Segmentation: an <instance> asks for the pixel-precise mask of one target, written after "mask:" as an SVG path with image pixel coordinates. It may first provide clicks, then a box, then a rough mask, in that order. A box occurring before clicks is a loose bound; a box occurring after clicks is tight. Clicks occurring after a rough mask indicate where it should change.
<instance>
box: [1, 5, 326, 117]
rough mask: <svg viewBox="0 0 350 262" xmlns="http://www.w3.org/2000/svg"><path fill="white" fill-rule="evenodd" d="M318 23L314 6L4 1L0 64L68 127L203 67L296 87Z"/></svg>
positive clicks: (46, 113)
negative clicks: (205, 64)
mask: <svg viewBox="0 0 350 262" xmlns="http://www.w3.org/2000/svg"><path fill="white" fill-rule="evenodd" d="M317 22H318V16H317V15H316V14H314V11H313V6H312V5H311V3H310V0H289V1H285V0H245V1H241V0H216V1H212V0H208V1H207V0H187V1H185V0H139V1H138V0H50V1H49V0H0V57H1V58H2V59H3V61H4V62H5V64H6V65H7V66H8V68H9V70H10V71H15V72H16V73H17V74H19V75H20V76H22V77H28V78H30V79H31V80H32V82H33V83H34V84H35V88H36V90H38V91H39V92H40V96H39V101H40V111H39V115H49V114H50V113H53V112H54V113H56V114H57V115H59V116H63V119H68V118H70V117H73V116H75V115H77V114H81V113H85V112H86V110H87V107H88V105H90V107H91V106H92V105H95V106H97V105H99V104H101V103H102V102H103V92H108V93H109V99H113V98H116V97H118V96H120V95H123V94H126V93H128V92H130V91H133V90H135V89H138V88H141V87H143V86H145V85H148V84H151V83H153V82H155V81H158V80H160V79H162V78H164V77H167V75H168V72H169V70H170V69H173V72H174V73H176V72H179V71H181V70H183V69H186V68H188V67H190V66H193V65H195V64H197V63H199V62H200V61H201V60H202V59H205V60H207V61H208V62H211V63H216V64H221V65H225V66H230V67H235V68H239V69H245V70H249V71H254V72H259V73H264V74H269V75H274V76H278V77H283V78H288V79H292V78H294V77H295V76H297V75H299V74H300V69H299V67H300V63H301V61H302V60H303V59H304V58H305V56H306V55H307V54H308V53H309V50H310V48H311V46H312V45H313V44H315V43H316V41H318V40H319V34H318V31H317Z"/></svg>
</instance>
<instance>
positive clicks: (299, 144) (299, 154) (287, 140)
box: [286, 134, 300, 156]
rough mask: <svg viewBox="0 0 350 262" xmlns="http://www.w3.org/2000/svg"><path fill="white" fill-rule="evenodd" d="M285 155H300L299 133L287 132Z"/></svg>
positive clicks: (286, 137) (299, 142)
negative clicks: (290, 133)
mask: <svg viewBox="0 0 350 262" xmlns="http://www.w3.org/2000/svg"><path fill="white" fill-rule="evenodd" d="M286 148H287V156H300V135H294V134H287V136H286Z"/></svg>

+++

■ EXERCISE DETAILS ■
Filter the material for the word "positive" and copy each matching line.

■ EXERCISE RESPONSE ■
positive clicks: (46, 113)
positive clicks: (299, 144) (299, 154) (287, 140)
positive clicks: (286, 137) (299, 142)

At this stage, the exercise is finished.